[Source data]
BEGIN
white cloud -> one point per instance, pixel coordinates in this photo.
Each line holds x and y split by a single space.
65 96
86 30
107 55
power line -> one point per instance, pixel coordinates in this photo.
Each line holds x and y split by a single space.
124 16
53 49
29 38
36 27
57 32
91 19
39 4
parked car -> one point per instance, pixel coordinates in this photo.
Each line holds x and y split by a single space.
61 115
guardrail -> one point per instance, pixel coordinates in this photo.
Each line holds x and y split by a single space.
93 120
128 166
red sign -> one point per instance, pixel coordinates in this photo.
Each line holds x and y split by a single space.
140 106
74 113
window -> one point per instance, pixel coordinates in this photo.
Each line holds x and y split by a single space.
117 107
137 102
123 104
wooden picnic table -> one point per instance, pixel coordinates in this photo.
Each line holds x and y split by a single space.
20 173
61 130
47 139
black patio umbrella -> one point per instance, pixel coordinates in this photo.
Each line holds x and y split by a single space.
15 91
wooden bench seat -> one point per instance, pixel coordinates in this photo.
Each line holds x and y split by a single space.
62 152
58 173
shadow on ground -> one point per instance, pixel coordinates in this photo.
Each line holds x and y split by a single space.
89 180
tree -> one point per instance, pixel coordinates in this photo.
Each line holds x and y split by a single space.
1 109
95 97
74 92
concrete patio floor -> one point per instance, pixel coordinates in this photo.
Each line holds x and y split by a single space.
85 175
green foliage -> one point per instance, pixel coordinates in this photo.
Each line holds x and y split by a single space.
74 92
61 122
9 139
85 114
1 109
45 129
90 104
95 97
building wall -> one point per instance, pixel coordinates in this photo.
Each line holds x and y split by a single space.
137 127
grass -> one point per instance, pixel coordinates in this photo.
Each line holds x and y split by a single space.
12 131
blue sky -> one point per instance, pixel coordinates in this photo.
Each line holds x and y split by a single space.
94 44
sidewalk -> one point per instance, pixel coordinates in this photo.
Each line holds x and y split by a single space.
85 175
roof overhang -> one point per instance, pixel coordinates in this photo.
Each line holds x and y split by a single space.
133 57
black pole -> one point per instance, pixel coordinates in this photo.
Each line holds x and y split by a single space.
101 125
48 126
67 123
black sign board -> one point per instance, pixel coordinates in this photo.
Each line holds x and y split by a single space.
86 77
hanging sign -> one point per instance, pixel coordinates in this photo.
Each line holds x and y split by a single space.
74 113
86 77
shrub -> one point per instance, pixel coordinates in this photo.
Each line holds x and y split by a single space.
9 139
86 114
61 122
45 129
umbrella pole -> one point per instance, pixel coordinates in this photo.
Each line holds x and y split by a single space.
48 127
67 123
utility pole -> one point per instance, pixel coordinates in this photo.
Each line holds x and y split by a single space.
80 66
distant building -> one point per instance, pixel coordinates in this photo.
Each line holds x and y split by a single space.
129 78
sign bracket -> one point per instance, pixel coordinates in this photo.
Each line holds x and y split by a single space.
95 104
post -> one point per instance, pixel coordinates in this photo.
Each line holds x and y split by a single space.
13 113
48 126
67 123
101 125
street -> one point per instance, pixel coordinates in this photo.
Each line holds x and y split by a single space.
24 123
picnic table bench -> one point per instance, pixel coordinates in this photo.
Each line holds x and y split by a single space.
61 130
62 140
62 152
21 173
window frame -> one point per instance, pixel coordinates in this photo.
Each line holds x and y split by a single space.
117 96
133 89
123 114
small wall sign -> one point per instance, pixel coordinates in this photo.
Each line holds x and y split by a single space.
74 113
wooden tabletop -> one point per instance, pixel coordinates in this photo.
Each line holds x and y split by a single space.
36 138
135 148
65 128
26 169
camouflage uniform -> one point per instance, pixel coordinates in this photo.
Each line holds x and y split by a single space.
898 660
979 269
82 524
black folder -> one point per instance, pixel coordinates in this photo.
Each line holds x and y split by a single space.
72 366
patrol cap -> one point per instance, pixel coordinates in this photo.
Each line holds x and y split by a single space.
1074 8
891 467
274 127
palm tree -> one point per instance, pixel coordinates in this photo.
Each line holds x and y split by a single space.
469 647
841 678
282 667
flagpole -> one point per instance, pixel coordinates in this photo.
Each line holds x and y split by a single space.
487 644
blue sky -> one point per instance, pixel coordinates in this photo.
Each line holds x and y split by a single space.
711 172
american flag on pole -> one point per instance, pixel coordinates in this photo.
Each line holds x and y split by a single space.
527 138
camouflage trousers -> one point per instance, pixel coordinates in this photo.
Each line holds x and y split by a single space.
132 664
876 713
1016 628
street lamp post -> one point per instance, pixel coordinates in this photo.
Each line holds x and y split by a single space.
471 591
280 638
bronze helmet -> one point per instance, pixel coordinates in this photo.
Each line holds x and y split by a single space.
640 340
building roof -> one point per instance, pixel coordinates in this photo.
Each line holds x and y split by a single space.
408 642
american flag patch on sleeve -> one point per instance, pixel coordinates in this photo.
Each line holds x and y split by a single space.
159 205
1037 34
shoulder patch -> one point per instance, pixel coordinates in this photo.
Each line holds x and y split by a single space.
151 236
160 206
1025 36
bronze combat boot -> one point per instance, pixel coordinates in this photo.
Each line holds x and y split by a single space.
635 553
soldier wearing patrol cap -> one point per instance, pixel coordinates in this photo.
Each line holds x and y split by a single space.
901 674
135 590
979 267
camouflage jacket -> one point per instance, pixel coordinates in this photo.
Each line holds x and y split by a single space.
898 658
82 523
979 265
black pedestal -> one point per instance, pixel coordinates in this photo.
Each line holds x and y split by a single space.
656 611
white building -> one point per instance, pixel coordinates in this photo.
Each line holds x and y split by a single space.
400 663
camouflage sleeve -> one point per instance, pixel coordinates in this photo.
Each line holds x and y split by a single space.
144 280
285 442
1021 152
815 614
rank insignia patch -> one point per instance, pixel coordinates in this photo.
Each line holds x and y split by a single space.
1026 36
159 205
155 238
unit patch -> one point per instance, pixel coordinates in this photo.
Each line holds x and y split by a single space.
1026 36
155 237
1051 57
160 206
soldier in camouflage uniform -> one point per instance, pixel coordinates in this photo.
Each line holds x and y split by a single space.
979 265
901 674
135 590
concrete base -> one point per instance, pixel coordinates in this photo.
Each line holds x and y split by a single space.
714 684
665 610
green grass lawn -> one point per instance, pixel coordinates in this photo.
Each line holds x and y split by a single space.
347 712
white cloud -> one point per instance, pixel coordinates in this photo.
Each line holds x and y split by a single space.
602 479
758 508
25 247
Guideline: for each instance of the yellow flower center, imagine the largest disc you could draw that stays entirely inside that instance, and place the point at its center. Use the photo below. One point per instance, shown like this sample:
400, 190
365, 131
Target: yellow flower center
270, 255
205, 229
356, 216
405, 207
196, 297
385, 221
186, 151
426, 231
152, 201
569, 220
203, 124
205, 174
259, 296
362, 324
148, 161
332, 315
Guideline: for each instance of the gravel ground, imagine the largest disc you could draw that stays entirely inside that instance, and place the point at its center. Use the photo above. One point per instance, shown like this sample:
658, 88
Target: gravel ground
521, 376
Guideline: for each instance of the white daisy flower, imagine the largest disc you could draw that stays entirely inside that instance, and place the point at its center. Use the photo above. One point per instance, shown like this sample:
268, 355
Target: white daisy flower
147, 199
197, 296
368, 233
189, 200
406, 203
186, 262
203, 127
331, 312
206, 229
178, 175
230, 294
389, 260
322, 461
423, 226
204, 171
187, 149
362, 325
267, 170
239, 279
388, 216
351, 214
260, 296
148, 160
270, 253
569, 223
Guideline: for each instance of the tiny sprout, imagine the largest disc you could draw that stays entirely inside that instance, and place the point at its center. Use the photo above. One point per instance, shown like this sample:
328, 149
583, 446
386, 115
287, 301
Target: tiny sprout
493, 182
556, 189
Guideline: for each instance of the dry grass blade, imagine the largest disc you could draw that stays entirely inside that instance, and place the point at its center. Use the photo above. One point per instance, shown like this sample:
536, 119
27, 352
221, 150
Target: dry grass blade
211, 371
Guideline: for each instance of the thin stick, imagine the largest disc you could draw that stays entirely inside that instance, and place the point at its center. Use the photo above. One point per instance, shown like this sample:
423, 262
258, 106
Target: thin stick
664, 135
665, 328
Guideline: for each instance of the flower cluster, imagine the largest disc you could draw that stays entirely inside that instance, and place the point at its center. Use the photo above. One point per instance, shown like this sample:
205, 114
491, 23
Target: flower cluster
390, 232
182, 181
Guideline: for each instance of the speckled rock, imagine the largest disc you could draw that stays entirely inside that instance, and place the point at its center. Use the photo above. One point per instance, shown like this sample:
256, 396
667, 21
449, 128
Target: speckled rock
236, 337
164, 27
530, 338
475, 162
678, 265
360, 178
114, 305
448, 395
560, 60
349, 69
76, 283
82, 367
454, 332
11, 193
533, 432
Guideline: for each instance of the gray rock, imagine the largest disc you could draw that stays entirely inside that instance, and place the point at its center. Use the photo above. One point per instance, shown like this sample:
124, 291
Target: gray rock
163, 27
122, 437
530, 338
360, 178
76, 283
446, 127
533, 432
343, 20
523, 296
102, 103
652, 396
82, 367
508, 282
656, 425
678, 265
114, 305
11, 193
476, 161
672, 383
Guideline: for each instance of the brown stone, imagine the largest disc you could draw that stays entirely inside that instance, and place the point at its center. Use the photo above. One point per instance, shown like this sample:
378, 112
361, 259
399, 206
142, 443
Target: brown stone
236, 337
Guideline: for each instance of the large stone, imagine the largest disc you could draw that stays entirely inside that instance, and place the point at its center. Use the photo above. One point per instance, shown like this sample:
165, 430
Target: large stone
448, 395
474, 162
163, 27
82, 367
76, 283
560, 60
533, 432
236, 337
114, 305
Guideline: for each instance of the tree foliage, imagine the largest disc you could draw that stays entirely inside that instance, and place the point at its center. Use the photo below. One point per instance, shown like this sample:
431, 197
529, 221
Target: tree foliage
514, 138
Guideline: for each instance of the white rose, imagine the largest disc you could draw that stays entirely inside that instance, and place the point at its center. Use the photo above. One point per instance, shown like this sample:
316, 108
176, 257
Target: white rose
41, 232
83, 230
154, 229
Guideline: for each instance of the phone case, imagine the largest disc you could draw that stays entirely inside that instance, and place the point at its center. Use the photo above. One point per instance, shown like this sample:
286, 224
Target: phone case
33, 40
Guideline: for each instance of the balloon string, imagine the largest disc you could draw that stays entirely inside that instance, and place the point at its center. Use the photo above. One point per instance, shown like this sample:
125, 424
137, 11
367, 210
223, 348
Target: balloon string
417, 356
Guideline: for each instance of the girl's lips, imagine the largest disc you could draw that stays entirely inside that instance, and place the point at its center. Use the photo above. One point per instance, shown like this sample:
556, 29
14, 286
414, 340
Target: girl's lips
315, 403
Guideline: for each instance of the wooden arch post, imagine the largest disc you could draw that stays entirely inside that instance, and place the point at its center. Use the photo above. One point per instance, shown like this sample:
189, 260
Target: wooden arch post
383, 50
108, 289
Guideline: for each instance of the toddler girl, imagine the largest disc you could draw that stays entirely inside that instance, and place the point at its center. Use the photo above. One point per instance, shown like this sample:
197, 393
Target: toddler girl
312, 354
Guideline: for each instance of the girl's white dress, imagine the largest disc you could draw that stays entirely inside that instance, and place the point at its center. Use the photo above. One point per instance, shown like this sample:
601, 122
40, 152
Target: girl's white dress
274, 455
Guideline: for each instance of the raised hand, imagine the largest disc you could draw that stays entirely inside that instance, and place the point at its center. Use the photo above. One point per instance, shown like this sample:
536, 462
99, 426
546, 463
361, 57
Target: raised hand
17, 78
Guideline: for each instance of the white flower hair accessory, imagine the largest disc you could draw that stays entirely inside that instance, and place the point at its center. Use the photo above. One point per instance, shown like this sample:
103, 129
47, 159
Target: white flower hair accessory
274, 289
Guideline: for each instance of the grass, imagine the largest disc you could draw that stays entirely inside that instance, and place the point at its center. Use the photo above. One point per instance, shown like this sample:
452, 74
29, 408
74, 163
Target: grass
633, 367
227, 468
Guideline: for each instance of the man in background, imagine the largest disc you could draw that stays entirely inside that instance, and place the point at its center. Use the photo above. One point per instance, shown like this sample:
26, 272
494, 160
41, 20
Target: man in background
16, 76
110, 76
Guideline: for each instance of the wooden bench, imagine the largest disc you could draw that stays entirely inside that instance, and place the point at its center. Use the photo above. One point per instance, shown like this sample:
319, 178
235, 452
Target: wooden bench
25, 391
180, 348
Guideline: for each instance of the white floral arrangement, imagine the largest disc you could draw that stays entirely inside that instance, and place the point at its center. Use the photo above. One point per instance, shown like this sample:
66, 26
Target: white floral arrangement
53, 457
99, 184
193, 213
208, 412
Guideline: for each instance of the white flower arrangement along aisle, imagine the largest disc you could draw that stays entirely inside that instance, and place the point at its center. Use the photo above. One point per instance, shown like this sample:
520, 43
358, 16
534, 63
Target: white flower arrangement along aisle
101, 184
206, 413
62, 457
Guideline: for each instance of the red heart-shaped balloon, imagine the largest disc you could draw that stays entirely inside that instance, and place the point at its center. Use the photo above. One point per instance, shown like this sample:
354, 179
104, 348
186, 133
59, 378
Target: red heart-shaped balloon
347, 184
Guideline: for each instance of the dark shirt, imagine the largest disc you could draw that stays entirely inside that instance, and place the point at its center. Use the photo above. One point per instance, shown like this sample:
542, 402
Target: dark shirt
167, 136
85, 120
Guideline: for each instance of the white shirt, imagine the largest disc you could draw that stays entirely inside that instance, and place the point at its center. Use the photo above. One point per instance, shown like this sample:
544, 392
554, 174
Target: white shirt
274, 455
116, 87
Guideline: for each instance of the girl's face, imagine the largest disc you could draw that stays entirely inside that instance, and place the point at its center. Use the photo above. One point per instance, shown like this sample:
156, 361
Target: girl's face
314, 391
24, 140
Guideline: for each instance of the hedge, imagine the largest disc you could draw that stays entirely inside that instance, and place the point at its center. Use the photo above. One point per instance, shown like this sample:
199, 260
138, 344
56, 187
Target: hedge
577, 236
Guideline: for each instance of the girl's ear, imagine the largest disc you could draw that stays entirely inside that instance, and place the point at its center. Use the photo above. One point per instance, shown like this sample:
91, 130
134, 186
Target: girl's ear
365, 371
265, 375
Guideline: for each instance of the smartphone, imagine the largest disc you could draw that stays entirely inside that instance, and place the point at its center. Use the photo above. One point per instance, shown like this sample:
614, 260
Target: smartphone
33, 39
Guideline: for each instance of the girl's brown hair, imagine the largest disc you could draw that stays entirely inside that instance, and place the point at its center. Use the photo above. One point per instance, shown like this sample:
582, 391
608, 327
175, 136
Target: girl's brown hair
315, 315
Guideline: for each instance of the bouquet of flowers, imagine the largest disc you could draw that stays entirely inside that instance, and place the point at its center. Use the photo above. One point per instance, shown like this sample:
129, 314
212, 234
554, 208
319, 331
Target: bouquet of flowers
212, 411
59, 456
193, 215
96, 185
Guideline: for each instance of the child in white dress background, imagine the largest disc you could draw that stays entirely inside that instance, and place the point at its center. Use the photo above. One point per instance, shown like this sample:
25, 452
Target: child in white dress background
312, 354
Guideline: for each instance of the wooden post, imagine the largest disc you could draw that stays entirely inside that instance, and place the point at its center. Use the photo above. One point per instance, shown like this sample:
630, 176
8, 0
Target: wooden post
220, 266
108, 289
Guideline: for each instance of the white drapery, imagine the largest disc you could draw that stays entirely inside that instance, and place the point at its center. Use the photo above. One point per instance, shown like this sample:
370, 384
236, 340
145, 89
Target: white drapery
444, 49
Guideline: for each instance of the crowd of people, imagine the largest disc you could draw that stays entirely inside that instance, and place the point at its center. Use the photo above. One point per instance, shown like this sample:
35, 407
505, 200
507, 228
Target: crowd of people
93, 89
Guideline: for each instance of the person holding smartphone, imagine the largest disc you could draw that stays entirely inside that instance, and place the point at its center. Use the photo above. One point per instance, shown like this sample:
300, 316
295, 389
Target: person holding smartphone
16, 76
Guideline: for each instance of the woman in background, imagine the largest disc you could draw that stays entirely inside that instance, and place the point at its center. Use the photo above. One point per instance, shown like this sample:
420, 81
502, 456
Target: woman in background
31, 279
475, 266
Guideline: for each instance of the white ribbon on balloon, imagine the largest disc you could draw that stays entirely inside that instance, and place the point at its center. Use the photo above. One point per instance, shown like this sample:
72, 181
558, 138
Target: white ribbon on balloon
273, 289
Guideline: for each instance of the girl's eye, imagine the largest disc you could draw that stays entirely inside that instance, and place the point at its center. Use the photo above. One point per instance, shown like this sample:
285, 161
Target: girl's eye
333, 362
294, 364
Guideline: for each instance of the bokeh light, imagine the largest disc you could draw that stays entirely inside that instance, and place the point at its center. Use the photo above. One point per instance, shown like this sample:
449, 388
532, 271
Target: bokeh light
END
Look over the records. Copy the lines that include the word "camouflage".

[Task solution]
camouflage uniform -> one point per instance, pixel coordinates in this photo.
camouflage trousers -> one point per instance, pixel coordinates in this photo.
camouflage jacket -> one point per instance, pixel coordinates in this photo.
camouflage sleeve -> one point per instance, pixel coordinates in this photo.
soldier in camouflage uniform -> one point per instance, pixel coordinates in this photo.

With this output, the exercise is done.